- [LISTED ENTRIES]:

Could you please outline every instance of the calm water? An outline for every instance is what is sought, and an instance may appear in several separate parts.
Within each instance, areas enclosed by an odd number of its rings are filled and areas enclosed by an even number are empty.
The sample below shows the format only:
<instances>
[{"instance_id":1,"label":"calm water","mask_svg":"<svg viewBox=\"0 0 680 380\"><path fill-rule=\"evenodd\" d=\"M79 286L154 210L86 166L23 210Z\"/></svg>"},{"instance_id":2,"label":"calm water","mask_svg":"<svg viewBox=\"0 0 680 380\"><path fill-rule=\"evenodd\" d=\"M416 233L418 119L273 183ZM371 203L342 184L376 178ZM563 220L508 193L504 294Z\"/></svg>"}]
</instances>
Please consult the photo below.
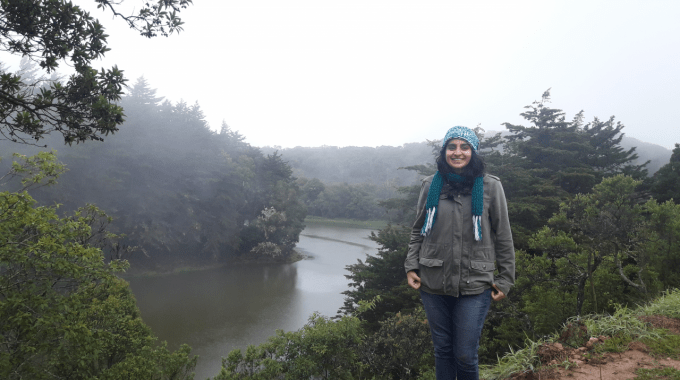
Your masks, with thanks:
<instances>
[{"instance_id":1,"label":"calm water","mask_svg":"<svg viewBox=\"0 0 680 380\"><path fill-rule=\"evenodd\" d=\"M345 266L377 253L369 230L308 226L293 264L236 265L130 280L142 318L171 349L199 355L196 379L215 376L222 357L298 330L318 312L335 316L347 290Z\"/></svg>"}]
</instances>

* * *

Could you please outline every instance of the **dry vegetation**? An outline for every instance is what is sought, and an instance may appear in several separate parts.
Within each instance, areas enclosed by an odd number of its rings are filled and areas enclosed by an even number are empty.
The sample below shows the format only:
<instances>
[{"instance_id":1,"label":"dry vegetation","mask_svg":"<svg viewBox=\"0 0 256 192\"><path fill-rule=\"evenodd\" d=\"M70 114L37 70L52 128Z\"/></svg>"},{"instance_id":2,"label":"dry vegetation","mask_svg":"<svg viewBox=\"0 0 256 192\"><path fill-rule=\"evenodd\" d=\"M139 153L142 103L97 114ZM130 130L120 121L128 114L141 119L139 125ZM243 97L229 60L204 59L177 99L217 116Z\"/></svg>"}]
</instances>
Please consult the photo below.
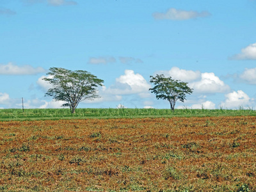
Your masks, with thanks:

- [TASK TO COMPLETE]: List each line in the two blocks above that contains the word "appear", copying every such line in full.

- [EXPECTED ANSWER]:
Could you please outline every instance of the calm water? An outline for every instance is what is sought, and an instance may appear in several separate parts.
Could you please outline every instance of the **dry vegetation**? An outline for every instance is what is sought, and an instance may appear in several separate parts.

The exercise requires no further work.